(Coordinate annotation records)
┌────────
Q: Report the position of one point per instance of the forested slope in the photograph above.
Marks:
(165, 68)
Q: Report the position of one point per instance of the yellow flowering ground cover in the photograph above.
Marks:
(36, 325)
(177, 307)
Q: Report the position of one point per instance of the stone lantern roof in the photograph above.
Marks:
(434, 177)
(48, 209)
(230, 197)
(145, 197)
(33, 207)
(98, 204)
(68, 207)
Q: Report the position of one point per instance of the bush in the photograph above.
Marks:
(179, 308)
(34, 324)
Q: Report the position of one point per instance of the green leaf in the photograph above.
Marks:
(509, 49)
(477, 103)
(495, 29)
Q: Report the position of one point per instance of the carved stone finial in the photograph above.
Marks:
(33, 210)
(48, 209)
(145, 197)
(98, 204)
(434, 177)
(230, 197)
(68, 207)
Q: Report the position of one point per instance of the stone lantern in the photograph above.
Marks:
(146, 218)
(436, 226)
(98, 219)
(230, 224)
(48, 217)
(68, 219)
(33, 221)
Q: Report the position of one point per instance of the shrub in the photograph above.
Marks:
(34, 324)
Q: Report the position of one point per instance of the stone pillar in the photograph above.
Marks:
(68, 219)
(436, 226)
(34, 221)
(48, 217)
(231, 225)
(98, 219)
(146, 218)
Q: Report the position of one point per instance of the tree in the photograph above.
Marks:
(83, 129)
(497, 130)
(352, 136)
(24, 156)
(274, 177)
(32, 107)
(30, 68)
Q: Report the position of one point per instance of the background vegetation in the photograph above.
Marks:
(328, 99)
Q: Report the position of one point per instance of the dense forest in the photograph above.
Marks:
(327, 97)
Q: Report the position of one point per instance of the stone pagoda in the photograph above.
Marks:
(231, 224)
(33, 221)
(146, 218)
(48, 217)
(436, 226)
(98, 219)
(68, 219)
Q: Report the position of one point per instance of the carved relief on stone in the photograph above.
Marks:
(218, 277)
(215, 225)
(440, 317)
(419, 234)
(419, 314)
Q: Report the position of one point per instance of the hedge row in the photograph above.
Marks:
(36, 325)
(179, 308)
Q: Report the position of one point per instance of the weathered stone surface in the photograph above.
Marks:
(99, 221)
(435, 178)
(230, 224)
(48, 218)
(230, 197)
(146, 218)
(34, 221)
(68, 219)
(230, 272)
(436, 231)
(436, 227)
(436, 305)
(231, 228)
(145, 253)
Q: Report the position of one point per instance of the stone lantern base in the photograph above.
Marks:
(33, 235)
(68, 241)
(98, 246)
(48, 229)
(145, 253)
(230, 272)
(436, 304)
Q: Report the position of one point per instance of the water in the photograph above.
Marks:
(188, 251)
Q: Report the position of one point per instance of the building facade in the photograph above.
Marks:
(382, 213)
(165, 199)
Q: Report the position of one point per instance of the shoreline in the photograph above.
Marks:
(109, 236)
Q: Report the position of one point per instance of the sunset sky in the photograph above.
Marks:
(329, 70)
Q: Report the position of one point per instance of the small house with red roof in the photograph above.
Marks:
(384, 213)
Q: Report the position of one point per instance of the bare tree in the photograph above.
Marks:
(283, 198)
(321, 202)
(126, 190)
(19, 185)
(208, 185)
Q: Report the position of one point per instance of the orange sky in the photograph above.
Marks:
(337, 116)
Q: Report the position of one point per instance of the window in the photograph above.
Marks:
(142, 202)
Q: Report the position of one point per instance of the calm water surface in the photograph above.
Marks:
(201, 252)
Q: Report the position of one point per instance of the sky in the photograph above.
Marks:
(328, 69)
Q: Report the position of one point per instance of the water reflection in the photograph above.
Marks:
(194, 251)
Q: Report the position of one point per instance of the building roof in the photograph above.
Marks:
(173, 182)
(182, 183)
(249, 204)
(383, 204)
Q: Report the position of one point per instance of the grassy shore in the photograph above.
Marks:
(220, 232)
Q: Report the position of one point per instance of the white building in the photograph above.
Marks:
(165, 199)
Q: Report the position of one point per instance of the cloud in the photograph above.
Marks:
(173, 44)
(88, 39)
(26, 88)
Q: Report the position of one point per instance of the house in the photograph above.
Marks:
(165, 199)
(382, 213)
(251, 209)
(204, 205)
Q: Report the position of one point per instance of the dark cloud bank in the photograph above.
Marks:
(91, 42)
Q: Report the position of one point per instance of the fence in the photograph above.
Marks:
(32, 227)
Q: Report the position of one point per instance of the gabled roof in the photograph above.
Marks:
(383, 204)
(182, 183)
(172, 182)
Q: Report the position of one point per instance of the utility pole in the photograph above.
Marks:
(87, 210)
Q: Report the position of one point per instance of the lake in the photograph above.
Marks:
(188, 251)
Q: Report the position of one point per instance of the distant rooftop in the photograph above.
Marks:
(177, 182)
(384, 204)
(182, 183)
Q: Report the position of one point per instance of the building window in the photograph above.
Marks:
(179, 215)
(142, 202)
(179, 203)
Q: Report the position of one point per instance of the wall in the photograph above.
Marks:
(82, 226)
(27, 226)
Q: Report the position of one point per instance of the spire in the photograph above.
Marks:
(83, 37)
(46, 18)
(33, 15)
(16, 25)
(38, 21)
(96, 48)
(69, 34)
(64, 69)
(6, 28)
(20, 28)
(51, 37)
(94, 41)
└────────
What to produce:
Reproduce all of the lines above without any alteration.

Written answer:
Q: Report the position of one point per instance of the forested slope in the photograph above.
Marks:
(165, 68)
Q: Report the position of one point per instance of the yellow flowering ground cover in the photograph above.
Marks:
(36, 325)
(177, 307)
Q: Report the position of one point per instance of the stone lantern roof in the photograph above.
Marks:
(434, 177)
(48, 209)
(230, 197)
(145, 197)
(33, 207)
(98, 204)
(68, 207)
Q: Report the position of one point per instance of the bush in the photograph above.
Marks:
(179, 308)
(34, 324)
Q: Report the position of one point per instance of the green leaf in the photograph above.
Marks:
(509, 49)
(477, 103)
(495, 29)
Q: Report the position of one point per instance of the carved stone finial in the photograph above.
Marks:
(33, 210)
(48, 209)
(145, 197)
(98, 204)
(434, 177)
(230, 197)
(68, 207)
Q: Report the position of one point per instance of the stone lantern in the photograph above.
Marks:
(146, 218)
(436, 226)
(98, 219)
(230, 224)
(48, 217)
(68, 219)
(33, 221)
Q: Report the position of one point per instance of the shrub in the photograph above.
Marks:
(34, 324)
Q: Report the position of one point per instance of the stone pillar in the photograph above.
Marks:
(68, 219)
(436, 226)
(34, 221)
(48, 217)
(231, 225)
(98, 219)
(146, 218)
Q: Report the position of one point per instance of the tree in the photograph above.
Marks:
(83, 129)
(497, 130)
(352, 136)
(24, 156)
(274, 177)
(32, 107)
(30, 68)
Q: Report the position of one point per instance of the background vegetation in the photograph above.
Marks:
(328, 99)
Q: Report the position of one point per instance of the dense forest in the photograph above.
Marks:
(327, 97)
Q: Report the position of one point per instance of the stone pagoda in the photograph above.
Marks:
(231, 224)
(33, 221)
(146, 218)
(48, 217)
(436, 226)
(98, 219)
(68, 219)
Q: Report the position of one point per instance of the carved relief on stone in the photograph above.
Marks:
(218, 277)
(215, 225)
(440, 317)
(419, 234)
(419, 314)
Q: Report the position of one point per instance of the hedge row in the photograph above.
Marks:
(36, 325)
(179, 308)
Q: Report the position of one point per instance of the weathered stone surface in the photograph above.
Marks:
(99, 221)
(435, 178)
(230, 224)
(48, 218)
(230, 197)
(146, 218)
(34, 221)
(68, 219)
(230, 272)
(436, 231)
(436, 227)
(436, 305)
(231, 228)
(145, 253)
Q: Report the position of one point per instance of the stone lantern base in the photograph above.
Marks:
(33, 235)
(68, 241)
(98, 246)
(48, 229)
(145, 253)
(230, 272)
(436, 304)
Q: Report the position of one point per instance of the water in the photograph above.
Marks:
(188, 251)
Q: Report the position of one point per instance of the building facade in the photograph above.
Marks:
(382, 213)
(165, 199)
Q: Report the position of one point per instance of the shoreline in the photograph above.
Marks:
(109, 236)
Q: Report the position of one point per instance of the sunset sky in the photograph above.
Marks:
(329, 70)
Q: Report the position of one point per instance of the small house with red roof in the photograph above.
Marks:
(384, 213)
Q: Report the position of one point per instance of the bare tree in the photograph above.
Marks:
(283, 198)
(321, 202)
(126, 190)
(19, 185)
(208, 185)
Q: Report the position of one point per instance of the orange sky in the photograph above.
Marks:
(337, 116)
Q: Report the position of one point per instance of the window in the photograph above.
Marks:
(142, 202)
Q: Report the position of one point per instance of the calm water surface in the photograph above.
Marks:
(201, 252)
Q: Report the position of one point per instance of the sky in the photograph above.
Marks:
(328, 69)
Q: Report the position of one point per instance of the water reflection in the photograph above.
Marks:
(194, 251)
Q: Report the position of one point per instance of the building roof in the photograph above.
Marks:
(173, 182)
(182, 183)
(249, 204)
(383, 204)
Q: Report the position of one point per instance of the grassy shore in the photograph above.
Marks:
(220, 232)
Q: Report the position of one point per instance of the white building in the photograph above.
Marks:
(165, 199)
Q: Report the position of one point per instance of the cloud in the photograph above.
Marks:
(173, 44)
(88, 39)
(26, 88)
Q: Report the position of one point per instance of the house in the photograph above.
Marks:
(165, 199)
(382, 213)
(251, 209)
(204, 205)
Q: Report the position of one point per instance of the dark cloud bank in the photograph above.
Marks:
(91, 42)
Q: Report the position of one point per instance of the fence in the photograph above.
Marks:
(32, 227)
Q: Report the position of one point per instance of the gabled roof in the photograph above.
Marks:
(383, 204)
(182, 183)
(172, 182)
Q: Report the position of one point per instance of the utility pole in the photograph above.
Marks:
(87, 210)
Q: Report the position of one point per instance of the lake in the photograph above.
Marks:
(188, 251)
Q: Report the position of one point per instance of the distant rooftop in the photograph above.
Marks:
(177, 182)
(384, 204)
(182, 183)
Q: Report the position of one point per instance of the building window in the photograph above.
Marks:
(179, 215)
(142, 202)
(179, 203)
Q: Report the position of one point per instance of the wall in the photograph above.
Marks:
(82, 226)
(27, 226)
Q: Report the position of one point per instance of the spire in the photograph above.
Marks:
(83, 37)
(46, 18)
(33, 15)
(16, 25)
(38, 21)
(96, 48)
(69, 34)
(64, 69)
(6, 28)
(20, 28)
(51, 37)
(94, 41)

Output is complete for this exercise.